═══ Given entries ═══

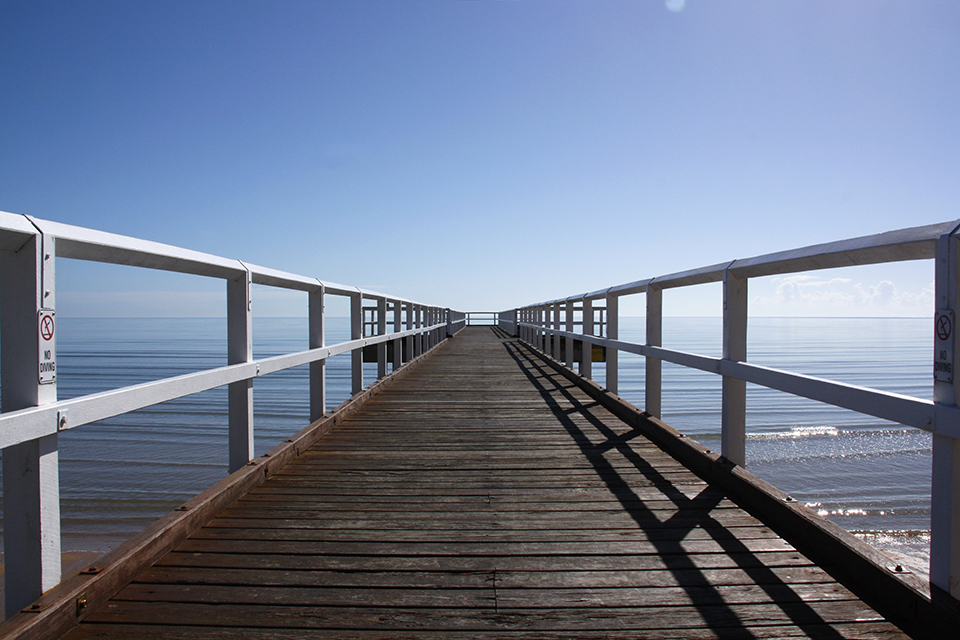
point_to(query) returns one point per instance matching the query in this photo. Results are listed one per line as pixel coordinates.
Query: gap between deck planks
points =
(482, 496)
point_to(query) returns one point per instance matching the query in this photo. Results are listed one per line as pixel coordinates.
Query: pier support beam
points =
(733, 436)
(945, 476)
(240, 350)
(318, 368)
(31, 477)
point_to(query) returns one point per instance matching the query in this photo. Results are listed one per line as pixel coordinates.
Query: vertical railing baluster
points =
(613, 333)
(556, 327)
(733, 438)
(31, 476)
(945, 476)
(586, 348)
(318, 368)
(240, 350)
(410, 312)
(381, 330)
(397, 328)
(356, 333)
(653, 366)
(418, 337)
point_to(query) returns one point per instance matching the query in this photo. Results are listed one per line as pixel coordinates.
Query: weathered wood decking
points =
(484, 495)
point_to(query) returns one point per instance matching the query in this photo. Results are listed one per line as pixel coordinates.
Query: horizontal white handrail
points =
(36, 422)
(33, 416)
(543, 324)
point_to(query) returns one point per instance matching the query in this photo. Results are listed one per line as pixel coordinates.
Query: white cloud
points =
(810, 294)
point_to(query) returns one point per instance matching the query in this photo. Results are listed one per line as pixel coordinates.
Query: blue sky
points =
(484, 154)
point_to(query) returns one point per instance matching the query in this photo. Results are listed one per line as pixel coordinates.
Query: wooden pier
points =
(481, 494)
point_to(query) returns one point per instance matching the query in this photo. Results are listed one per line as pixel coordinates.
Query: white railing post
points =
(613, 333)
(240, 350)
(411, 323)
(418, 337)
(653, 366)
(356, 333)
(318, 368)
(543, 319)
(397, 328)
(586, 349)
(945, 477)
(381, 330)
(733, 429)
(31, 477)
(555, 351)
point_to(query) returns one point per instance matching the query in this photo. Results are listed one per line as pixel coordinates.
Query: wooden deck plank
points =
(483, 497)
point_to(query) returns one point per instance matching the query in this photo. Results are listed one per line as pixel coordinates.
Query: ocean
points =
(870, 476)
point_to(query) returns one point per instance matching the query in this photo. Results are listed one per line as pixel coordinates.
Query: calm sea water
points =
(870, 476)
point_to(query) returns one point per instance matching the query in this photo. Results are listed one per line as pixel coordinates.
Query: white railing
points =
(482, 318)
(32, 417)
(543, 324)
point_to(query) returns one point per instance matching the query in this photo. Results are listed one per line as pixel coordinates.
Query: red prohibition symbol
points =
(46, 327)
(944, 327)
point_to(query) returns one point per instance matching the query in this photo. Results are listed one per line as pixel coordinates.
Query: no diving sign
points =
(943, 346)
(47, 334)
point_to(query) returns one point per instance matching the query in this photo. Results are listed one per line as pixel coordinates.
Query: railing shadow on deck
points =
(666, 536)
(902, 598)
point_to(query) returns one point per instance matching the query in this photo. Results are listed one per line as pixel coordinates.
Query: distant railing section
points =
(482, 318)
(562, 328)
(391, 330)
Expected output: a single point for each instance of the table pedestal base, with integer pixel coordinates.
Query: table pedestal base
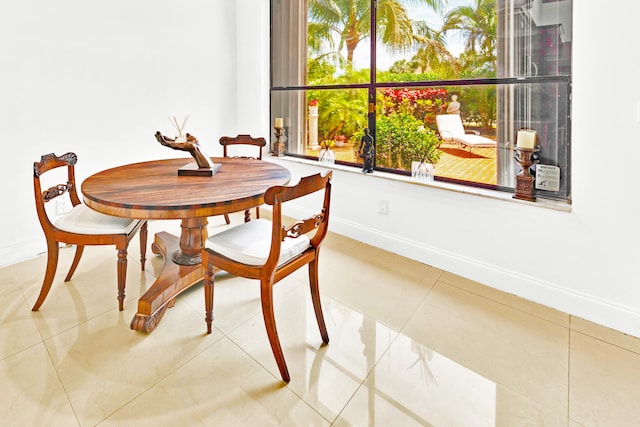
(172, 281)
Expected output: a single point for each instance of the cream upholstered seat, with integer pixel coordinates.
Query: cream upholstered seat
(451, 130)
(81, 226)
(251, 243)
(84, 220)
(269, 251)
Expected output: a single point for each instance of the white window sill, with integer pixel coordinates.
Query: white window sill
(475, 191)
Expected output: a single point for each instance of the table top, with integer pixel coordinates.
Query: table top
(153, 189)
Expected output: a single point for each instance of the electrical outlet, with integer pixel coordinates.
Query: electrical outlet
(63, 205)
(383, 207)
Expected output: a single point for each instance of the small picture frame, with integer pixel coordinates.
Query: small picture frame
(422, 171)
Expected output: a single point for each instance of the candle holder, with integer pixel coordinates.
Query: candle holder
(524, 181)
(278, 146)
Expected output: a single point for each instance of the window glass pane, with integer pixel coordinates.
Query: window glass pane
(339, 41)
(421, 42)
(507, 63)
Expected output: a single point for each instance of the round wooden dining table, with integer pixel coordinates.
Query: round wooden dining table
(154, 190)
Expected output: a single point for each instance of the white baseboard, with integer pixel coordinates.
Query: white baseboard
(552, 295)
(18, 253)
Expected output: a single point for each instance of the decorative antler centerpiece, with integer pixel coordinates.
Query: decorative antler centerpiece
(186, 142)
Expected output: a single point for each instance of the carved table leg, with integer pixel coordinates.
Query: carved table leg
(182, 269)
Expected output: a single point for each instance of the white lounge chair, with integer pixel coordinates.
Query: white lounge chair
(451, 130)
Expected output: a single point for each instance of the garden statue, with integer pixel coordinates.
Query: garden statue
(454, 105)
(367, 151)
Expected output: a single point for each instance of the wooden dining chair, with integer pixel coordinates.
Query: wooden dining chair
(246, 141)
(81, 226)
(271, 250)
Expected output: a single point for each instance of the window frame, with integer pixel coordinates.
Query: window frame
(373, 86)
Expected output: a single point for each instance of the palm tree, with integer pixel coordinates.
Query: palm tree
(478, 26)
(350, 21)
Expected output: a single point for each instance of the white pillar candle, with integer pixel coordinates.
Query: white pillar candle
(526, 138)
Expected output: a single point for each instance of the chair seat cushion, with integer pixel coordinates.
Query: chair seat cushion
(84, 220)
(250, 243)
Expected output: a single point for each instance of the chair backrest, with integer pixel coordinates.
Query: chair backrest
(47, 163)
(276, 196)
(451, 123)
(246, 140)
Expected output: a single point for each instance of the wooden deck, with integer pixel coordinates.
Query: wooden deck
(477, 165)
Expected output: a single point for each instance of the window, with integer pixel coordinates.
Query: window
(499, 65)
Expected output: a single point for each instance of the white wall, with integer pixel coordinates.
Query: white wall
(100, 77)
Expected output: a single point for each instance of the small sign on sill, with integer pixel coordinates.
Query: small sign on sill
(547, 177)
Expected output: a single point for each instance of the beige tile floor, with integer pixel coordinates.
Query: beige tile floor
(410, 345)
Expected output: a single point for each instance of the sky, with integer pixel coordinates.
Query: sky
(419, 13)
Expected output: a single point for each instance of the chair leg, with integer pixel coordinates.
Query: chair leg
(315, 298)
(208, 296)
(266, 295)
(143, 244)
(76, 261)
(52, 264)
(122, 276)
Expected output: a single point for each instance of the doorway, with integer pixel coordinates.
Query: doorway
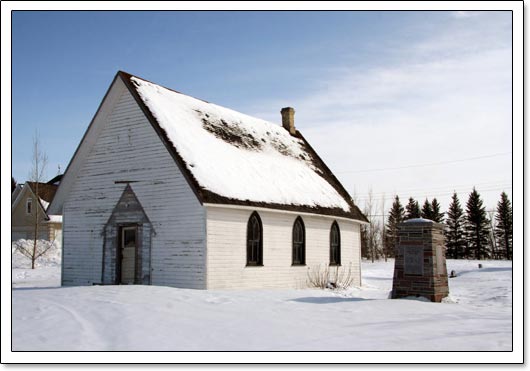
(128, 248)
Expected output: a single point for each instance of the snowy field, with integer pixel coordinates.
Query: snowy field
(476, 317)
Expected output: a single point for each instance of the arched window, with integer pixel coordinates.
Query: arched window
(254, 240)
(334, 244)
(298, 242)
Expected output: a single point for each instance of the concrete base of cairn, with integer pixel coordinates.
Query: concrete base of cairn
(420, 268)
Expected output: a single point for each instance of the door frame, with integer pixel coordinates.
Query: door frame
(120, 229)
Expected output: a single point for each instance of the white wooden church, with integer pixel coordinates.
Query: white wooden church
(166, 189)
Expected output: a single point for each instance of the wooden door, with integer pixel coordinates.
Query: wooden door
(128, 254)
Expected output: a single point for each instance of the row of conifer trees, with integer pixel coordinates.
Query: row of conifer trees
(473, 233)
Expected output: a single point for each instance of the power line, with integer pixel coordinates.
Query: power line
(391, 196)
(425, 164)
(444, 188)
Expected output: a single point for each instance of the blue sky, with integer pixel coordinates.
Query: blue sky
(372, 90)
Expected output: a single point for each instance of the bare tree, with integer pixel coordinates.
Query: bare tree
(371, 232)
(383, 229)
(39, 161)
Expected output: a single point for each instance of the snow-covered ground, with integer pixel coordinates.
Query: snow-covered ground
(476, 317)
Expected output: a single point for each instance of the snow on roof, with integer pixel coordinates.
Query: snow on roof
(55, 218)
(238, 156)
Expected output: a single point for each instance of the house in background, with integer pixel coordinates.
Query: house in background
(26, 206)
(166, 189)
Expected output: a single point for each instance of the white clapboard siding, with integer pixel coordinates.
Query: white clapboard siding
(128, 148)
(226, 253)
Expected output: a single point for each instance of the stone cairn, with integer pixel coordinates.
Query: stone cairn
(420, 268)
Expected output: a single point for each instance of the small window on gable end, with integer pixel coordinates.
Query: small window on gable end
(334, 244)
(29, 205)
(298, 242)
(254, 241)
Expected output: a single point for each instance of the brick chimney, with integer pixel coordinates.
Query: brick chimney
(288, 119)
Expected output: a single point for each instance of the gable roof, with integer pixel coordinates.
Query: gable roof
(46, 191)
(232, 158)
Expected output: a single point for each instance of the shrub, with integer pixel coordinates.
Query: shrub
(330, 277)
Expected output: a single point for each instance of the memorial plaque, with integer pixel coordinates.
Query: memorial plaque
(413, 260)
(439, 259)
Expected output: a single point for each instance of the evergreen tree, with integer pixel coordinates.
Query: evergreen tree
(396, 216)
(426, 210)
(437, 216)
(413, 209)
(454, 233)
(504, 227)
(477, 226)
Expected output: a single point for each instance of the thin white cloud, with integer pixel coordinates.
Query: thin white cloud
(449, 97)
(465, 14)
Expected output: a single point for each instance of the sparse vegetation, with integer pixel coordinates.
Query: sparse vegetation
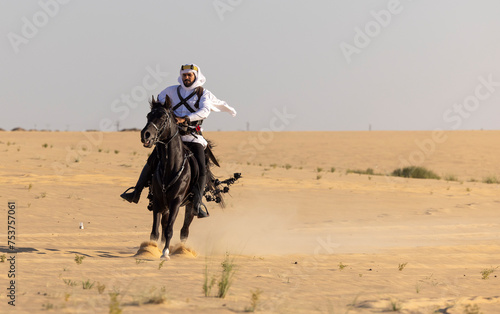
(342, 266)
(100, 287)
(161, 265)
(368, 171)
(79, 258)
(70, 282)
(395, 306)
(415, 172)
(42, 195)
(48, 306)
(491, 180)
(450, 177)
(208, 284)
(114, 303)
(254, 301)
(402, 266)
(485, 273)
(87, 285)
(153, 297)
(228, 269)
(472, 309)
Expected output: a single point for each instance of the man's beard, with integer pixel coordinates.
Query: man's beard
(187, 83)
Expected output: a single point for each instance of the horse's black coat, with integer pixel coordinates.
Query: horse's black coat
(174, 172)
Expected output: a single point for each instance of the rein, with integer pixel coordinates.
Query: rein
(160, 130)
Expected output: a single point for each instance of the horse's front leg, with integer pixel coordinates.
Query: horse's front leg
(168, 224)
(155, 232)
(188, 219)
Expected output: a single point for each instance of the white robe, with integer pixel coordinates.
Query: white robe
(208, 103)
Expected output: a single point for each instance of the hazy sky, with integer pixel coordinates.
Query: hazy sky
(284, 65)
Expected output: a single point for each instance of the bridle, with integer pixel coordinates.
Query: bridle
(161, 129)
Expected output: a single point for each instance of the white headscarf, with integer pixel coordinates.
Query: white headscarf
(200, 78)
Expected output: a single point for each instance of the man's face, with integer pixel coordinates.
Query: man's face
(188, 78)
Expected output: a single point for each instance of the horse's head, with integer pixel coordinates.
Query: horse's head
(161, 122)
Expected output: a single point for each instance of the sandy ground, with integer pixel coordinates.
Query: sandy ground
(305, 237)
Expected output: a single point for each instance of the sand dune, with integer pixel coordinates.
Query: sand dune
(309, 238)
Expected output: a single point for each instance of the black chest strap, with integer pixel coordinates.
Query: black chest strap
(183, 101)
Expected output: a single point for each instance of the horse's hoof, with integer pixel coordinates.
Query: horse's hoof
(165, 258)
(154, 237)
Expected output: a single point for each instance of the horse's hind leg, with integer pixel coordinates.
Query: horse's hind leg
(155, 232)
(188, 218)
(167, 222)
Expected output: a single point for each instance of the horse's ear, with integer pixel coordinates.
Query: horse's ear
(152, 101)
(168, 102)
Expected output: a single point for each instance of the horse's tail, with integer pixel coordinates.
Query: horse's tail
(212, 191)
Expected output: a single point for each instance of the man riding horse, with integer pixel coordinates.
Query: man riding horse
(191, 105)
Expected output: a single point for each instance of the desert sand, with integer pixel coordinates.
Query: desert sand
(300, 230)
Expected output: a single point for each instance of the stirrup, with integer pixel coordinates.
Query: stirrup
(129, 197)
(202, 213)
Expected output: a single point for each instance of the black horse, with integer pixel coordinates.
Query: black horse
(175, 172)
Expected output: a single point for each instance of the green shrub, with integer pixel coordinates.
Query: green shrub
(415, 172)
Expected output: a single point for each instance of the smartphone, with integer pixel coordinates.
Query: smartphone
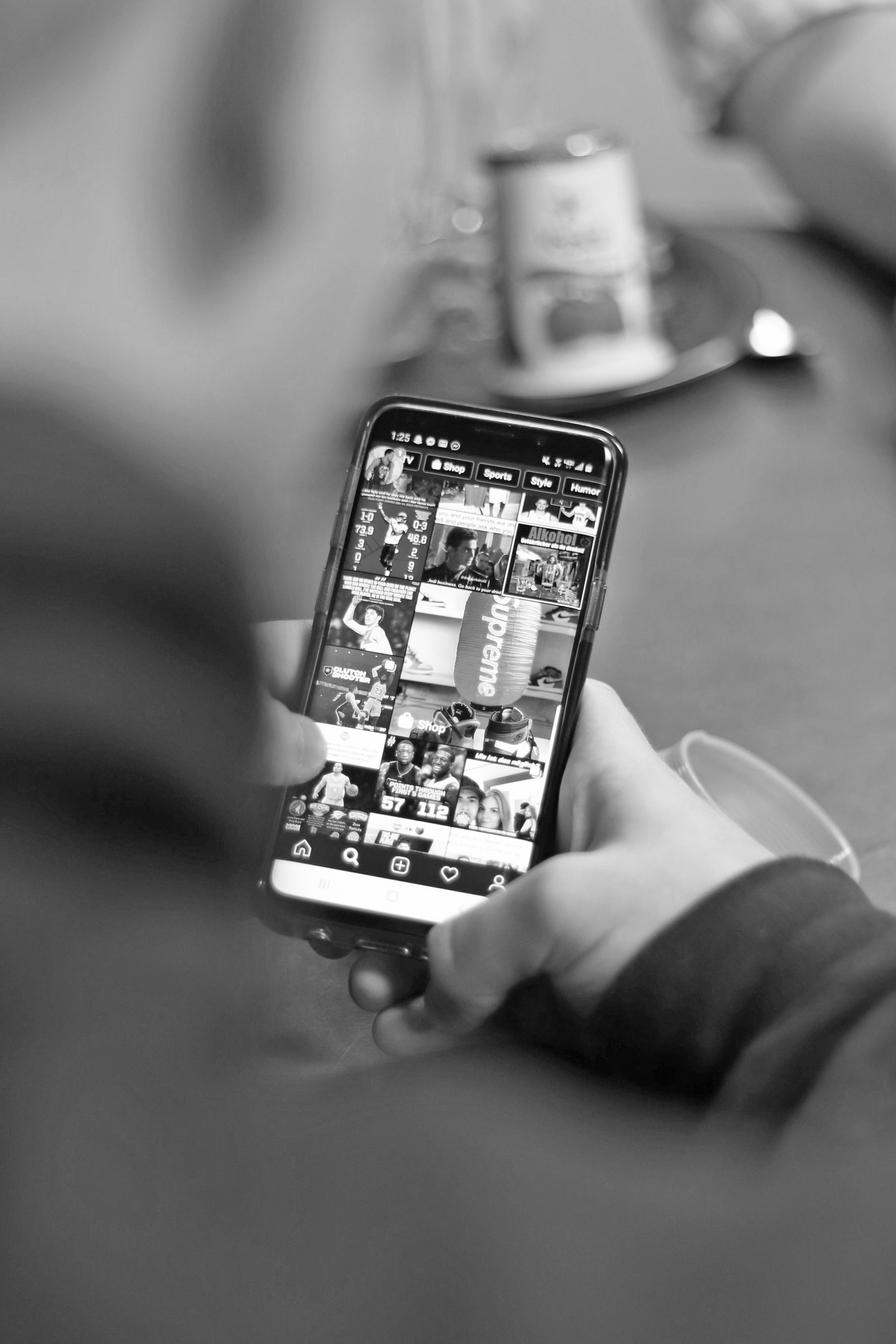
(452, 637)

═══

■ What the task requires ■
Exactly the lines from the one with "dune, with integer pixel coordinates." through the end of the listing above are to be repeated, with no pictures.

■ Output of the task ■
Expected output: a single point for each instance of the sand dune, with integer pixel coordinates.
Query: sand dune
(309, 238)
Expected output: a single point for each instance of the black chest strap, with integer pixel coordinates.
Query: black chest strap
(183, 101)
Expected output: a single point for each instance of the horse's hoof, with integer pixel coordinates.
Query: horse's hoof
(165, 258)
(154, 237)
Expected output: a single point for each instance of the horse's hind leg, with integer pixel coordinates.
Query: horse's hind leg
(155, 232)
(188, 218)
(167, 222)
Expected output: a single point for each instance of the horse's ear, with integer pixel coordinates.
Query: horse's ear
(152, 101)
(168, 102)
Expected output: a single point for each instance of the horse's tail, with integer pixel coordinates.
Query: horse's tail
(212, 191)
Expected output: a single point for each instance of the man riding horse, with integer pixel coordinates.
Query: man riding horse
(191, 105)
Expected output: a single point for each instance of the desert sand, with integer pixel coordinates.
Query: desert sand
(300, 230)
Expected output: a single point for each instance of the stirrup, with integer pixel coordinates.
Query: stirrup
(129, 197)
(202, 213)
Expected output: a single point for each instance of the black horse, with integer pixel coordinates.
Query: black horse
(175, 172)
Expected output: a single point for each instance of the green shrub, with integer pixel coordinates.
Query: green shrub
(415, 172)
Expected output: a single point for each instance of the smartphone, with integer pixel coordinates.
Query: smartphone
(452, 637)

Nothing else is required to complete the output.